• [EXERCISE GOAL]: Wherever the word "music" shows up in the data, report the line it sits in.

• [DATA EXTRACT]:
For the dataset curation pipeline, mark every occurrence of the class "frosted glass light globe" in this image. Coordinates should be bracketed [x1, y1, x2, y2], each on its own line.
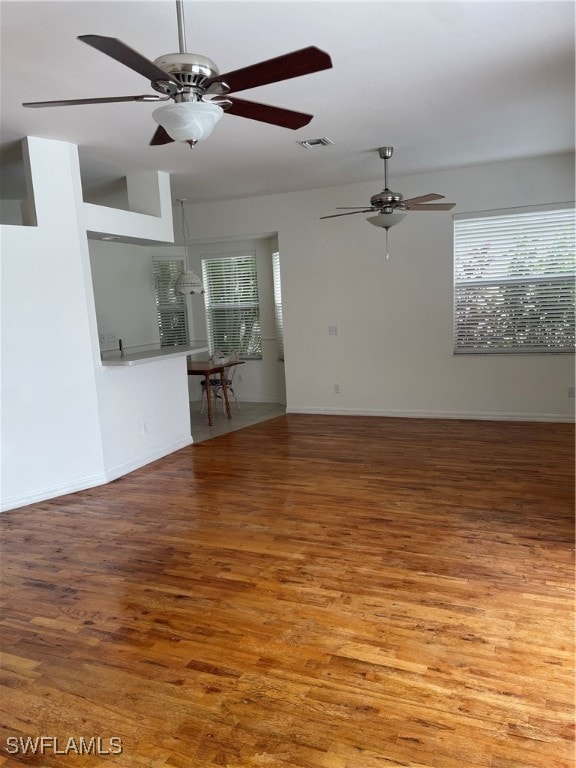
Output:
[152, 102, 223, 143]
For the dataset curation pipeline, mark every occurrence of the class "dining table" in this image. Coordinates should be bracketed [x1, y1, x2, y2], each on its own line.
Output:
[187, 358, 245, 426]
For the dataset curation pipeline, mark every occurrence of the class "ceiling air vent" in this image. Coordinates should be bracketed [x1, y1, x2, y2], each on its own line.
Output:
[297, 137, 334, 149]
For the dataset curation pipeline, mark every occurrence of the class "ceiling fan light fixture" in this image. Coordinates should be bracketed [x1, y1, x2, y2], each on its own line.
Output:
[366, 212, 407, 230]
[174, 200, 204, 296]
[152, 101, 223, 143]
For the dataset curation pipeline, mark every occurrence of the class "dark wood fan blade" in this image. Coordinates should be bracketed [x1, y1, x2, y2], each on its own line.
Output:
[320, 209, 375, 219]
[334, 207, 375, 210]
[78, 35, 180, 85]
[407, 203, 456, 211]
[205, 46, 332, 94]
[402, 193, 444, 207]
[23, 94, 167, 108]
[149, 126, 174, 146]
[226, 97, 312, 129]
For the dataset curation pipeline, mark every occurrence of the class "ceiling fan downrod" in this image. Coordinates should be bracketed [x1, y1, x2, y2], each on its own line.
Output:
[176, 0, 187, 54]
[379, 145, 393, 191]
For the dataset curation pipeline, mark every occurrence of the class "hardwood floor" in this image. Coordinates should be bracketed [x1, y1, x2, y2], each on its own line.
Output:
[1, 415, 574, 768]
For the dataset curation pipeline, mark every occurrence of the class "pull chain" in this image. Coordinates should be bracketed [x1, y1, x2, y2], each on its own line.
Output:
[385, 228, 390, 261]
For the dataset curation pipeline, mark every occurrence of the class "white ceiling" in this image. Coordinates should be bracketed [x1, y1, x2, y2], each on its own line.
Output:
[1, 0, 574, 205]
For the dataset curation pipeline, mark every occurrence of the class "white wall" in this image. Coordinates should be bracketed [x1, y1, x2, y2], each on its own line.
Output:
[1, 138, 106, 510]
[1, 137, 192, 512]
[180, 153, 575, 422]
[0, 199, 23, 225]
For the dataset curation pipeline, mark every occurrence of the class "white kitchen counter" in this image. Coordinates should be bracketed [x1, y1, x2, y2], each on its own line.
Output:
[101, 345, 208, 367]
...
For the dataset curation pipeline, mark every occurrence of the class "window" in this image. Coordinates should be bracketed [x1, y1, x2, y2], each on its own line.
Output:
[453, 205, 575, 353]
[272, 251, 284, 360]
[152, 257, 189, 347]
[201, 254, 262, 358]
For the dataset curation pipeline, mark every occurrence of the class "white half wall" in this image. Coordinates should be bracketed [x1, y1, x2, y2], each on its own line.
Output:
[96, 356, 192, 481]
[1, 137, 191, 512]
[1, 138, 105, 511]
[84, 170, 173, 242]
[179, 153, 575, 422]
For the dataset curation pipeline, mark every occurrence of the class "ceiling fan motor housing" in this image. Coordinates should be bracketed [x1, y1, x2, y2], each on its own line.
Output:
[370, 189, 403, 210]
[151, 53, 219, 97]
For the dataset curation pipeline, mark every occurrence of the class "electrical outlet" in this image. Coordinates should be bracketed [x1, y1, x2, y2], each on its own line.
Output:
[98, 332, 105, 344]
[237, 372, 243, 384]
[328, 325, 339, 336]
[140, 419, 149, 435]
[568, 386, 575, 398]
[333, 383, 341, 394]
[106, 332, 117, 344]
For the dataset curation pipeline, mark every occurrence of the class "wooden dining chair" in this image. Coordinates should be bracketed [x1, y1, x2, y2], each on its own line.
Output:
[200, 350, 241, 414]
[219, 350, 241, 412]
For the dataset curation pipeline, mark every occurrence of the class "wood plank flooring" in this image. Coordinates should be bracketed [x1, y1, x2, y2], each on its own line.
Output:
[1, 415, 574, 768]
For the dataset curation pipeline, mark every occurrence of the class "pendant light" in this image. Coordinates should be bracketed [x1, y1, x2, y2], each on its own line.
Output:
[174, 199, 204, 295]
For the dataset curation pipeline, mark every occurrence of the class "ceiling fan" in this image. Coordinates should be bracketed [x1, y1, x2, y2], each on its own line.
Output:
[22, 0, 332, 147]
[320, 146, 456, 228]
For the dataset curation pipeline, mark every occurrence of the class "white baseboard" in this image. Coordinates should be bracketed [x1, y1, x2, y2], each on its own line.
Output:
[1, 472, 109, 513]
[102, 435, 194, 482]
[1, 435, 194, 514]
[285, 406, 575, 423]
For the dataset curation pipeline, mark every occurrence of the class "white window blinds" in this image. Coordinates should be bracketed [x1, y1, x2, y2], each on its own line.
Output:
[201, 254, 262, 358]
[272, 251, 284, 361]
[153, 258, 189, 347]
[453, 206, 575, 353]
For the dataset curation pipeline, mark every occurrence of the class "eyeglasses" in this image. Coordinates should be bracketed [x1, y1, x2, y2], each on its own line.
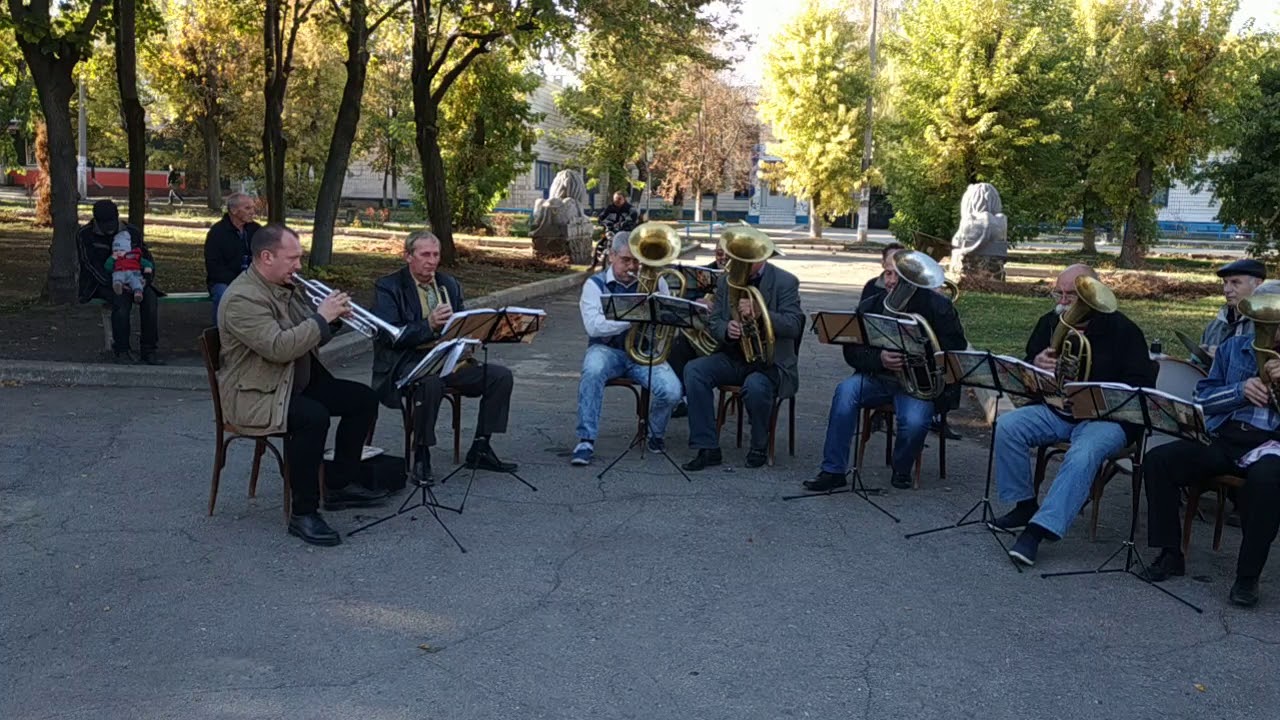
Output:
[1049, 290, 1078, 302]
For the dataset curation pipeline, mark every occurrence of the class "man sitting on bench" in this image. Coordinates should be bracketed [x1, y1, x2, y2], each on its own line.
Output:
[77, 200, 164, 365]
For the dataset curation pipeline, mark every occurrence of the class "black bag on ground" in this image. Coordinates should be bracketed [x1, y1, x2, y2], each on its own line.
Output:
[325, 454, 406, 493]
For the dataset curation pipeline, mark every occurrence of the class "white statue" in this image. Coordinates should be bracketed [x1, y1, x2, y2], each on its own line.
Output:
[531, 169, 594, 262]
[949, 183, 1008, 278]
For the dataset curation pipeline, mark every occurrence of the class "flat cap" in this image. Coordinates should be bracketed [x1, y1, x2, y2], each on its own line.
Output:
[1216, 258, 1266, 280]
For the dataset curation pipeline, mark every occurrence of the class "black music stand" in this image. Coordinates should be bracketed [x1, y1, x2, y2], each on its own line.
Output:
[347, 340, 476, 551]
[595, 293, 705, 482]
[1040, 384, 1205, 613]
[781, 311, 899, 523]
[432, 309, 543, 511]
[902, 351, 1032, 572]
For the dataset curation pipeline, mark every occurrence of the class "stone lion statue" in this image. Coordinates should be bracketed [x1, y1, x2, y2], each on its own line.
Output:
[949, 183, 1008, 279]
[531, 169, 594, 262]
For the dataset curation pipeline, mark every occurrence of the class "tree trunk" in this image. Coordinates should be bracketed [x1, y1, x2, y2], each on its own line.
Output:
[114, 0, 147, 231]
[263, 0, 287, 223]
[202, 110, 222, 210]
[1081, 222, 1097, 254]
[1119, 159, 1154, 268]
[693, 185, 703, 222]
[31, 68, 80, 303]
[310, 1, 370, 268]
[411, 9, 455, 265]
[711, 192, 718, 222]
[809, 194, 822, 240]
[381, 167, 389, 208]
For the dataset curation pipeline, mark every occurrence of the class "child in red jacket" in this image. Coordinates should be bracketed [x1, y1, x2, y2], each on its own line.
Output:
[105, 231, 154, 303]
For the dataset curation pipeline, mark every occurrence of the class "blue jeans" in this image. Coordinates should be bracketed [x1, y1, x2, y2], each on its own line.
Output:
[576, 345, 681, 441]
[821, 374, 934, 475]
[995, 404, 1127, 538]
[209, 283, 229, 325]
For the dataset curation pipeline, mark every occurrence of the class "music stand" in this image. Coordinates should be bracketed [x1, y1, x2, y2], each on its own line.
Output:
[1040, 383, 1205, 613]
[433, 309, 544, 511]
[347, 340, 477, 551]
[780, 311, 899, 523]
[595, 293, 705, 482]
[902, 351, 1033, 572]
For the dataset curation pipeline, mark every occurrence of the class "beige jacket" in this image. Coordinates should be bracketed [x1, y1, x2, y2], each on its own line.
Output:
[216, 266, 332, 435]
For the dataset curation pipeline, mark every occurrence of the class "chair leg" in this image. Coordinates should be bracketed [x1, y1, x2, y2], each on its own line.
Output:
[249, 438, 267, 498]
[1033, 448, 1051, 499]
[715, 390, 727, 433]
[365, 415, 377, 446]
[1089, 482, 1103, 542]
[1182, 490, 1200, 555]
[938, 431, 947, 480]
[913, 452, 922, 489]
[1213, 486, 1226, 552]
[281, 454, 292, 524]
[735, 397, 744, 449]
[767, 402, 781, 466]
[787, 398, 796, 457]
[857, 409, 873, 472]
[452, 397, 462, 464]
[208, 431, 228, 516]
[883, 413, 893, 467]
* * *
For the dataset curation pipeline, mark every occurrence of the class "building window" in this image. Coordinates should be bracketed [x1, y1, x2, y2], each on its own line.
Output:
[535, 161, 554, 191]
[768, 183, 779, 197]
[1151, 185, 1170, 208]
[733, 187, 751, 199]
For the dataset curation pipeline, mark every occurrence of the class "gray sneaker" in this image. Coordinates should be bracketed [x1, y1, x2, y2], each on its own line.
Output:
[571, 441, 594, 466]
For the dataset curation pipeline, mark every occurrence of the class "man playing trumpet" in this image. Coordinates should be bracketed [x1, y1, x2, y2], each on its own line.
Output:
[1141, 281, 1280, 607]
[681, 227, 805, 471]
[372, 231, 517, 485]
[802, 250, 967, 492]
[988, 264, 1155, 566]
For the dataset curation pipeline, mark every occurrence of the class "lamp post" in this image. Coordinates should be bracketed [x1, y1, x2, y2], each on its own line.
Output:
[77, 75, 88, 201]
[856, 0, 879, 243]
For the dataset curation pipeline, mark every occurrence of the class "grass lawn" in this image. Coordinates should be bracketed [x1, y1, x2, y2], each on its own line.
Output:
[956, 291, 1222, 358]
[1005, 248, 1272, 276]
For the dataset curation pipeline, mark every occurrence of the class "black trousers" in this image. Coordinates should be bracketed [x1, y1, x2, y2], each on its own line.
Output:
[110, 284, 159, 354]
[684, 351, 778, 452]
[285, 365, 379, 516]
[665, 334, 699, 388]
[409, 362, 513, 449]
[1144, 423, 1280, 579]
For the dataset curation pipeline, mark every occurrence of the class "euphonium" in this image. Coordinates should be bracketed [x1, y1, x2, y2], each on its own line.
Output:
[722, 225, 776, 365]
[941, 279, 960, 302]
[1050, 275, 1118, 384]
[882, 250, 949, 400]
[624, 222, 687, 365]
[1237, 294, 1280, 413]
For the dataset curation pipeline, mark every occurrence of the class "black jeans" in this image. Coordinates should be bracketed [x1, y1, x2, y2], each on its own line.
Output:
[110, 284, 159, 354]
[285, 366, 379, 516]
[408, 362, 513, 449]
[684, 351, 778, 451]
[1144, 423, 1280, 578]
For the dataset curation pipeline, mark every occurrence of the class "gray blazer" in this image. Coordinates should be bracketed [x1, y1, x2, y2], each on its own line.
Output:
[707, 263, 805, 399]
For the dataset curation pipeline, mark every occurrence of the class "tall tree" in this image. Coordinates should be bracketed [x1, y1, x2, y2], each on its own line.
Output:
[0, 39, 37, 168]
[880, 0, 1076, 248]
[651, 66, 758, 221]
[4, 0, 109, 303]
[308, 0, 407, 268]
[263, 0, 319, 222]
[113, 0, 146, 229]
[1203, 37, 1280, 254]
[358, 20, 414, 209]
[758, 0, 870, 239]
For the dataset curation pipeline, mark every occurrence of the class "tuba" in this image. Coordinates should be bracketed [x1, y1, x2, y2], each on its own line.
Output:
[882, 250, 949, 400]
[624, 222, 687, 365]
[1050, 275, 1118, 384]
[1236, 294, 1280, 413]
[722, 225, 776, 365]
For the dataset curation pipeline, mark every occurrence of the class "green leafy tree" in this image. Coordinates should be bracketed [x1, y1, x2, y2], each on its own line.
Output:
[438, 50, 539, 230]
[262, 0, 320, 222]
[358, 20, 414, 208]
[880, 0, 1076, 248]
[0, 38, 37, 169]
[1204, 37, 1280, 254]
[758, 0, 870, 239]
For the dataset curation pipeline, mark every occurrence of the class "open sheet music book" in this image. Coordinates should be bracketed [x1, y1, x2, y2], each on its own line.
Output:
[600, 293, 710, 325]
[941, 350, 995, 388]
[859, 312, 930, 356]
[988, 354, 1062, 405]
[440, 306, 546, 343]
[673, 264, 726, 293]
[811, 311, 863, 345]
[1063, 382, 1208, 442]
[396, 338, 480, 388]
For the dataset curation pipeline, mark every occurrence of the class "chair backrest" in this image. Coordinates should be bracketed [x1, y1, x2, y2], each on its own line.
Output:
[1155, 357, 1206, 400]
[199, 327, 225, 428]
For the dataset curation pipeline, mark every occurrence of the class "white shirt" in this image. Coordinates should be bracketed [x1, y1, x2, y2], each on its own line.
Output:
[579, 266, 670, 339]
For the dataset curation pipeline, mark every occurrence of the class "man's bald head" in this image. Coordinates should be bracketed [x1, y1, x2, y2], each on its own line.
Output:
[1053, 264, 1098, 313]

• [RESULT OF THIS EXERCISE]:
For the dataset curation pipeline, mark every occurrence of the class "black music stand" in this image. Coordinates should be bracketed [x1, y1, x2, y2], each on its own line.
For the dataset curation pipeline, mark every occurrence of the class "music stand" in this image. Coordinates should be bracketed [x1, y1, x2, y2], each on its own line.
For the dataset curation pipeline, mark every occurrence of the class "open sheet music book" in this image. Coordinates should be bracketed [x1, y1, x2, y2], each on its own line.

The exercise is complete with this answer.